[Given exercise] Change "flower center" to "flower core" in the part of the rows that opens with the line containing "If you would be willing to indicate the red petal" and runs to the end of the rows. Give back only those lines, with everything else unchanged.

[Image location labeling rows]
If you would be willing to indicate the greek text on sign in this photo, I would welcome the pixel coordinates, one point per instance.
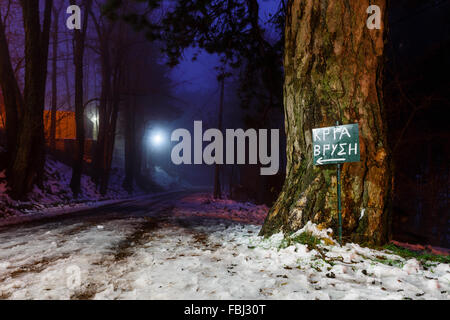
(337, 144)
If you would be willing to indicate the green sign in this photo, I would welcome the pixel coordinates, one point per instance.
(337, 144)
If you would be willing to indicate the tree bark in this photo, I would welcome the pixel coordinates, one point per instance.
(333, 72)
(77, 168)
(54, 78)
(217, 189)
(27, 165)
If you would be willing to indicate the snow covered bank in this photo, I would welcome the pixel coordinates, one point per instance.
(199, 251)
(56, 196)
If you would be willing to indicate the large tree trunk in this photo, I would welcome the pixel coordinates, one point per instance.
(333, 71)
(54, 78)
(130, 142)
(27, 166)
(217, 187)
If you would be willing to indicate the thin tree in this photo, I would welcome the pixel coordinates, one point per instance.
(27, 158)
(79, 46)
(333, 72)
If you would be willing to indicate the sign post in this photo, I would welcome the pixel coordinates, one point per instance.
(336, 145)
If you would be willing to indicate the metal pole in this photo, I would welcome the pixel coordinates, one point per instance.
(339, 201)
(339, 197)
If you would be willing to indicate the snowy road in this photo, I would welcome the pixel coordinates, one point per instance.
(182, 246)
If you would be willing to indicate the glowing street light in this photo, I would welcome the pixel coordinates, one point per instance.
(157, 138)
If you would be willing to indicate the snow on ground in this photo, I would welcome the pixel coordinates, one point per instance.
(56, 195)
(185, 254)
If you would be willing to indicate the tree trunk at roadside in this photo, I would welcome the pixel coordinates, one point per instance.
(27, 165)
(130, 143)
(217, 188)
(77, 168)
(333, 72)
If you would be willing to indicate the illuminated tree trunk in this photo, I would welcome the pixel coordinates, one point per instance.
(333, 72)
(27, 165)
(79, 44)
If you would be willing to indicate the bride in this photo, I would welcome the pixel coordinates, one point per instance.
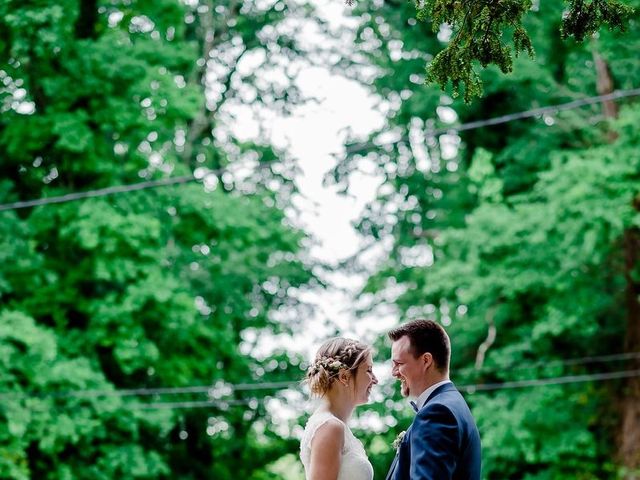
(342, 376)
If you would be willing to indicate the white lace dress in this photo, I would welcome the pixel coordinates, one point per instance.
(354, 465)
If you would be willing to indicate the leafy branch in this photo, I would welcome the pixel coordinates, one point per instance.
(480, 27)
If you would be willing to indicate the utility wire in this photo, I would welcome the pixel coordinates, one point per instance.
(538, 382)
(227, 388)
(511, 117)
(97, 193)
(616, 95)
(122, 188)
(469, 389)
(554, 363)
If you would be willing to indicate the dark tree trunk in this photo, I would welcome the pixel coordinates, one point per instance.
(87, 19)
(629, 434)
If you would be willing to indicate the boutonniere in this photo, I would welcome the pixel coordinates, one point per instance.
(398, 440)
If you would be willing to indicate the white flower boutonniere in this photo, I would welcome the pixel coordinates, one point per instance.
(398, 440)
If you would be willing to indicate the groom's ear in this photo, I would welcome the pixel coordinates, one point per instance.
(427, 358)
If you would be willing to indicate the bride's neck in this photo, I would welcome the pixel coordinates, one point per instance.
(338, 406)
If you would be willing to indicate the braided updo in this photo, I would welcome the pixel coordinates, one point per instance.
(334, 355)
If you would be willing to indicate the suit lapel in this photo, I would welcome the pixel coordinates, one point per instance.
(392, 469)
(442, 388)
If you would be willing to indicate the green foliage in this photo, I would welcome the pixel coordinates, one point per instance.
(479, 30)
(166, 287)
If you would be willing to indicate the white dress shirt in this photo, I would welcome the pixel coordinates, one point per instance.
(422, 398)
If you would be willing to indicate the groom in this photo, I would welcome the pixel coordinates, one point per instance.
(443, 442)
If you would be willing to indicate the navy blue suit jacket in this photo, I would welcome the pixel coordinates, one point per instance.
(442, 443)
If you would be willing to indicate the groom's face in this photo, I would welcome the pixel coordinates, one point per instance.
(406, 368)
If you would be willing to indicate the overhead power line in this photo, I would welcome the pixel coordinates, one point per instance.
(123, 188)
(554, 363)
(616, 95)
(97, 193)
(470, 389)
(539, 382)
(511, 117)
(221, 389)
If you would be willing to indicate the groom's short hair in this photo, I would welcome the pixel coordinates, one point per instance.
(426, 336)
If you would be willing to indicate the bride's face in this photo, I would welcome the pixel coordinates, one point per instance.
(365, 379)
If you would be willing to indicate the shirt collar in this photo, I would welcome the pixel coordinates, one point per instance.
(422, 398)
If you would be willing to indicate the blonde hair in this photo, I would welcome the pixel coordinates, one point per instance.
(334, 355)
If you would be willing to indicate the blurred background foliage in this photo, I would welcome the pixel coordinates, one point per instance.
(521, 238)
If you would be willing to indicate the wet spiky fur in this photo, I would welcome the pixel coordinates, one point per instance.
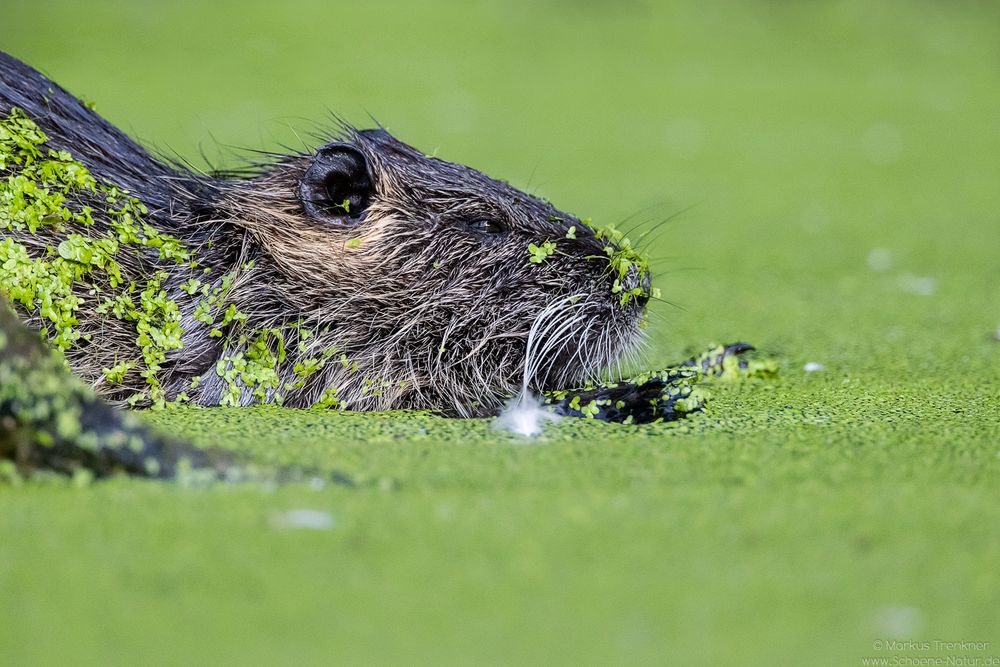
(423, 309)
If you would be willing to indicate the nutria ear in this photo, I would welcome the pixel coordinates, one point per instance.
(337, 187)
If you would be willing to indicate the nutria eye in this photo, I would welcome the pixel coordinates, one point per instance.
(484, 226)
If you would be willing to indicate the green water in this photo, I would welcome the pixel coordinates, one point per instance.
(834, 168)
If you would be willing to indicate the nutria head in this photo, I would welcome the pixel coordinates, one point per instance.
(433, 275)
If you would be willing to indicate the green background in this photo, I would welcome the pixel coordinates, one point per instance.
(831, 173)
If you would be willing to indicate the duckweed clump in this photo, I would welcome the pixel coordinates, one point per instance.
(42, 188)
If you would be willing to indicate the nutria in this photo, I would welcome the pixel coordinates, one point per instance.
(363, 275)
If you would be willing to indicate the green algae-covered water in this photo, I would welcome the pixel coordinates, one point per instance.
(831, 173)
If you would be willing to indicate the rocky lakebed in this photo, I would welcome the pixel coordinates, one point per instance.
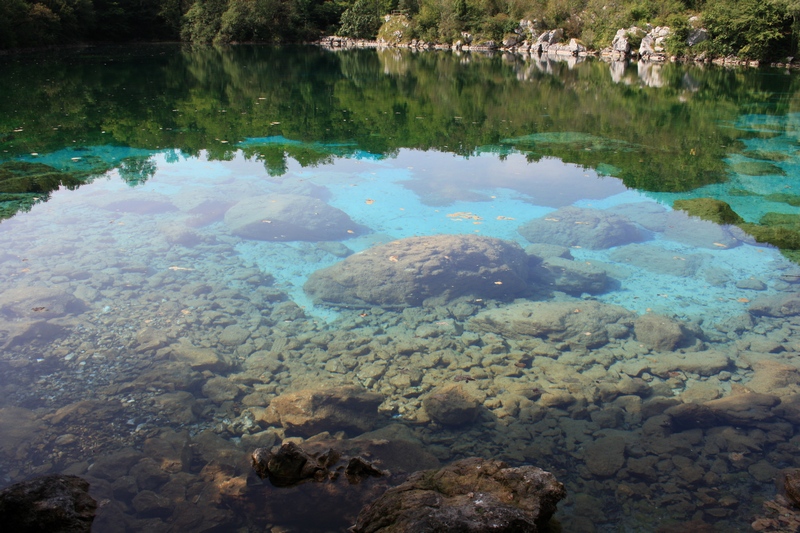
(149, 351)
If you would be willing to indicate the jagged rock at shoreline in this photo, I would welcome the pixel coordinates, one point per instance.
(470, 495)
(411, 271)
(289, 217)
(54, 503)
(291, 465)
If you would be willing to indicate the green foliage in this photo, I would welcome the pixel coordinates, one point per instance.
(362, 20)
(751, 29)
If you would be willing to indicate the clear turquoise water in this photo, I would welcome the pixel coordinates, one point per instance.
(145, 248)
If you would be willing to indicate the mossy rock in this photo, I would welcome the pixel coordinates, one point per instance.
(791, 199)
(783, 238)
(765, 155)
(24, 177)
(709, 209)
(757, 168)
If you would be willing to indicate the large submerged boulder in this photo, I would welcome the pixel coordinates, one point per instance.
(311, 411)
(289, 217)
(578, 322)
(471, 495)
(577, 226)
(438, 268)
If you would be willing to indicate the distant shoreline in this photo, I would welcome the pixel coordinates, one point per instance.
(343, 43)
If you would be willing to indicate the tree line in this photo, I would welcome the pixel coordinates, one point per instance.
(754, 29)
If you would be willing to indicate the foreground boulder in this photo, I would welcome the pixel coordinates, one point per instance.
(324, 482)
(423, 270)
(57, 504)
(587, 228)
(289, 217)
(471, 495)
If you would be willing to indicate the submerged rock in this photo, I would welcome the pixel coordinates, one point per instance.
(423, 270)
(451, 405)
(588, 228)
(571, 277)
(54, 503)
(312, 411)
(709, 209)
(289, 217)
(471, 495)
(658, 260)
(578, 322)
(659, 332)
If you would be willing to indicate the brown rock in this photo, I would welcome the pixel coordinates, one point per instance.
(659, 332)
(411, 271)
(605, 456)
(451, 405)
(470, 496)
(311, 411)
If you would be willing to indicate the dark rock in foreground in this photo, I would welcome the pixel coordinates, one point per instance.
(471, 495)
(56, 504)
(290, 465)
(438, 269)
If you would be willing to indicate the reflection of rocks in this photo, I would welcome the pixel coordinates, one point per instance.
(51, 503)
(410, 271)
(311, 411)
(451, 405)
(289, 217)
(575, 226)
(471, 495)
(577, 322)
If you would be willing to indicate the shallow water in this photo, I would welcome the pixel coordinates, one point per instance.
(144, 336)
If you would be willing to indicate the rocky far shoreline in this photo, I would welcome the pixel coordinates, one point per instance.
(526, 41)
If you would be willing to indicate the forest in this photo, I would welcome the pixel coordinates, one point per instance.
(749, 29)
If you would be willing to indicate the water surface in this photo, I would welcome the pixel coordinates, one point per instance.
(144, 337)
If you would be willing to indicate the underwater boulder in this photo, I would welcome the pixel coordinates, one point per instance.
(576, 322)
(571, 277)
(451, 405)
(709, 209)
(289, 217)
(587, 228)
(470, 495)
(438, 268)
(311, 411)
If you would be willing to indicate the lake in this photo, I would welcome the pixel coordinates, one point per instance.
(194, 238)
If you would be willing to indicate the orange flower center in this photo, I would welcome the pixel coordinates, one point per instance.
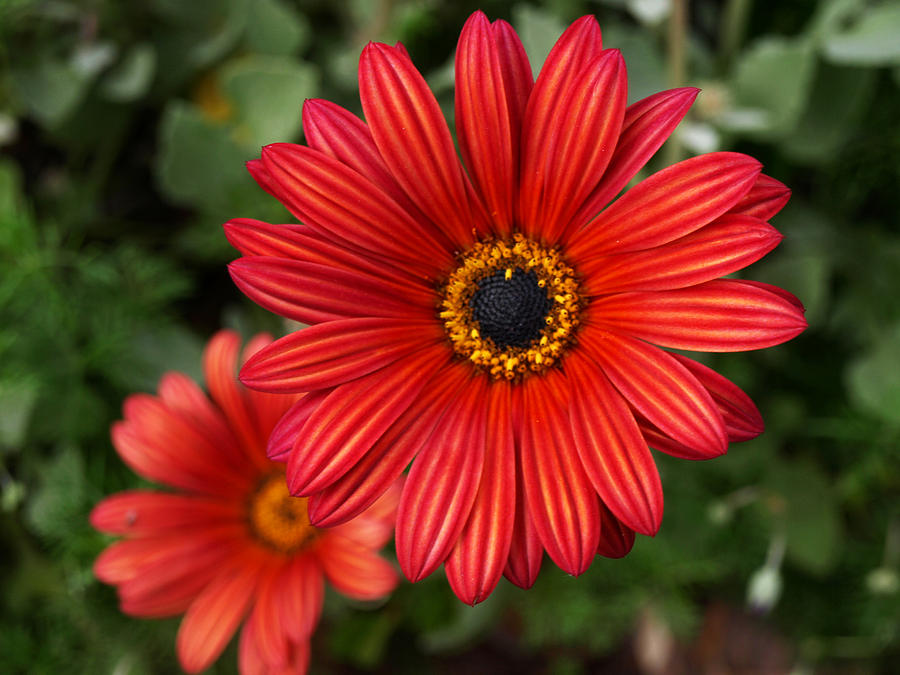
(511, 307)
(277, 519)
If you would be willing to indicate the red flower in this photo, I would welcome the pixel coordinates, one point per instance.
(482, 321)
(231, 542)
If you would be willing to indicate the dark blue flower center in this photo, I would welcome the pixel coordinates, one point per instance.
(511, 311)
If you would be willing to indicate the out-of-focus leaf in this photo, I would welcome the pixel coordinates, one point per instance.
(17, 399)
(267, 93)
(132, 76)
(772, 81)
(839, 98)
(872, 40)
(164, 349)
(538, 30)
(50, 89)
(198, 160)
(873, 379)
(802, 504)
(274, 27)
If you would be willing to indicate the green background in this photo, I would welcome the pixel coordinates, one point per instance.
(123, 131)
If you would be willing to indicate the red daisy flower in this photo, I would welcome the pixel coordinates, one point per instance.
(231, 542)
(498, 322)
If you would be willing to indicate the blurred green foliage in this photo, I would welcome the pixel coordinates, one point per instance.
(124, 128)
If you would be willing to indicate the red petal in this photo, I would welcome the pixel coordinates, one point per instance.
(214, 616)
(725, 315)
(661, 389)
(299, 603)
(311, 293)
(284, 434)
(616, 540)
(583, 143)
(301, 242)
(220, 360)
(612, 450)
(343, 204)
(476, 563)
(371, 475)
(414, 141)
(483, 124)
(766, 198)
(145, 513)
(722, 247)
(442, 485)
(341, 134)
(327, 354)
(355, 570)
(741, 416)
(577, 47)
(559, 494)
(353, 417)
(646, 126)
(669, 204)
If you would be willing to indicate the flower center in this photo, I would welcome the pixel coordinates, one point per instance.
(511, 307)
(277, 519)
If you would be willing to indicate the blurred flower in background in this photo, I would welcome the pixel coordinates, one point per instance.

[Response]
If you would be willing to indicate the red petal in this photo, I would welcome the pixel coordinates, one point per instance.
(214, 616)
(725, 315)
(661, 389)
(299, 603)
(311, 293)
(284, 434)
(616, 540)
(583, 143)
(301, 242)
(220, 360)
(612, 450)
(343, 204)
(476, 563)
(371, 475)
(414, 141)
(483, 124)
(766, 198)
(145, 513)
(722, 247)
(442, 485)
(341, 134)
(327, 354)
(355, 570)
(741, 416)
(577, 47)
(559, 494)
(353, 417)
(646, 126)
(669, 204)
If you would be willing to indicate the flower core in this photo, I would welcome the pixel coordinates, one point per instance.
(511, 307)
(277, 519)
If you would be willing to indicate the blurred flower in background in this photo, I would welcome the pixel coordinates, one point per instance.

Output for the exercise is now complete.